An exact reprint of all the records is the expected answer.
(Data begins)
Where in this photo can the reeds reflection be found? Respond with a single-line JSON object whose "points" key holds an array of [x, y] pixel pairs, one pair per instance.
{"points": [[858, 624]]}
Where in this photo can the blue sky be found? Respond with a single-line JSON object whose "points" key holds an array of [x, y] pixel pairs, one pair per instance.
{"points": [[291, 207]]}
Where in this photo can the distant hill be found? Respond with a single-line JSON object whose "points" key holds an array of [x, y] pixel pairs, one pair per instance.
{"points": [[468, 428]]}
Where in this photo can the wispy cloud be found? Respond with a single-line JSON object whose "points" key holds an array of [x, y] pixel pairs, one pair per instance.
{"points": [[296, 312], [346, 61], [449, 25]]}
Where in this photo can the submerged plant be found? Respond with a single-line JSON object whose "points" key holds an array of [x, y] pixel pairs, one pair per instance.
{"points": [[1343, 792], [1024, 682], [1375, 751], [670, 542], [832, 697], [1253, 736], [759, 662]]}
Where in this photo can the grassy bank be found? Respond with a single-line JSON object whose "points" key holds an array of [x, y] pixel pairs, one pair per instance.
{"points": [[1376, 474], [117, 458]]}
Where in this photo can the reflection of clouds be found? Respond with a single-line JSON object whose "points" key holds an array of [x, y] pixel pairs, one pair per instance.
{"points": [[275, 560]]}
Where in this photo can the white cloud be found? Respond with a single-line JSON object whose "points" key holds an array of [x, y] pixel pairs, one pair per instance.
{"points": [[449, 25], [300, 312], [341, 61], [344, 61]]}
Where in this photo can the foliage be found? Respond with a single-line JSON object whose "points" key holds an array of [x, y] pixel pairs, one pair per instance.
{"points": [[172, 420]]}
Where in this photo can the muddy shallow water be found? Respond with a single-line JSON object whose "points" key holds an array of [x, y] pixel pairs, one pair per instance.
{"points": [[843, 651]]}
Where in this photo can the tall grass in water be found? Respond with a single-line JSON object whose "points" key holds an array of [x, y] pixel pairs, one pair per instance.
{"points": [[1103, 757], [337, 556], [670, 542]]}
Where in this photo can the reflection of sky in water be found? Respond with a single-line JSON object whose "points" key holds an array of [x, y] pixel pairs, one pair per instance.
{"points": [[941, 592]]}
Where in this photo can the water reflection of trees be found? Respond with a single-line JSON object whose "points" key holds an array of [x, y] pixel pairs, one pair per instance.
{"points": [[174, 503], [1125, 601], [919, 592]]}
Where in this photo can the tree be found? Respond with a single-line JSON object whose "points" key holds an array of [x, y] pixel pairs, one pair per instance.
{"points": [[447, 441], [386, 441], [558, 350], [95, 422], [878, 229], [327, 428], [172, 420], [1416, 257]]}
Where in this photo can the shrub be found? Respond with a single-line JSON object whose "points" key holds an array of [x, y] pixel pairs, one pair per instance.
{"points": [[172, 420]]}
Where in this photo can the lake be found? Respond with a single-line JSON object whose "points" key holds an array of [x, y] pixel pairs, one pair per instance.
(Data ends)
— Solved exercise —
Where in this photo can the reeds reflection be found? Respond with a single-line JSON object whose "points" key holds an array of [x, y] pixel pairs, one pair per instance.
{"points": [[858, 624]]}
Where in this photo can the blue sky be found? Respond with a single-line JSON object whose "points" key holds an array of [x, y] pixel pairs, one pair per instance.
{"points": [[291, 207]]}
Where in this photo can the distant hill be found? Respond with a single-line JSON object whose "points" key holds an array of [x, y] pixel pairs, one pair per instance.
{"points": [[468, 428]]}
Where in this photo can the wispy cloud be found? Respond with a single-line JSON object whose "points" key holds an array of [x, y] pixel pairs, one pair per instance.
{"points": [[296, 312], [346, 61], [449, 25]]}
Where in this photo can the submerged plant be found? Respond with a single-line JSON object whose "points" key holds an array of [x, y] pixel pairs, one pair per instance.
{"points": [[1343, 792], [1024, 682], [1375, 751], [670, 542], [832, 697], [1253, 736], [759, 662]]}
Where in this photo can the grassy bank be found? Respond with a single-line JSON object whose "points" key holds an array of [x, y] pixel pairs, one pair per instance.
{"points": [[1376, 474], [117, 458]]}
Where in this photo can the reflection of clouds be found? Respond with a single-line JSON object whose "points" key holds an array of [x, y] pixel pairs, one pair per instance.
{"points": [[275, 560]]}
Where in this photo can the white cloud be found? Respond with a single-line JSON object whose "points" key holds an array of [x, y] pixel pairs, one pair per instance.
{"points": [[449, 25], [300, 312], [341, 61], [344, 61]]}
Where in this photo can the foliage be found? Respond with a single-line JSON object whose "points" key holds an array of [x, y] pixel pairs, one pair per instance.
{"points": [[172, 420]]}
Where in this photo can the muddy shallow water be found? Respond with a single-line JSON object whose "points" key holds an array of [x, y] pixel pairs, one pair per instance.
{"points": [[843, 651]]}
Where in this photo can the tall grass in water be found? Respond with a single-line JSON object whose "points" key holds an array of [x, y] pixel pairs, one pair per instance.
{"points": [[1103, 757], [337, 556], [670, 542]]}
Where in this photo can the reflection of sky in water be found? Respond with a single-line JSON object whose "points" key holds an array of [x, y] pixel pairs, one pair per instance.
{"points": [[941, 592]]}
Where in this photo can the water reflection of trees be found? Respond with a single-line JSON object whose "points" key holds an array of [x, y] pixel pairs, one pair per instance.
{"points": [[174, 503], [1125, 601], [919, 592]]}
Where in this photo can the tree be found? Respond with a single-line JSON object whose "points" key holds an array of [x, y] pixel pairs, one pair per instance.
{"points": [[447, 441], [386, 441], [558, 350], [95, 422], [878, 229], [327, 428], [172, 420], [1416, 257]]}
Where in this photo can the shrub be found? Respond with a single-line JSON object whose "points" key holds an array of [x, y] pixel pairs, one pair per instance.
{"points": [[172, 420]]}
Where in this photo can the lake be found? Respond with a single-line JSON object whose "points" key holds an array of [x, y] pixel pairs, one pair per instance.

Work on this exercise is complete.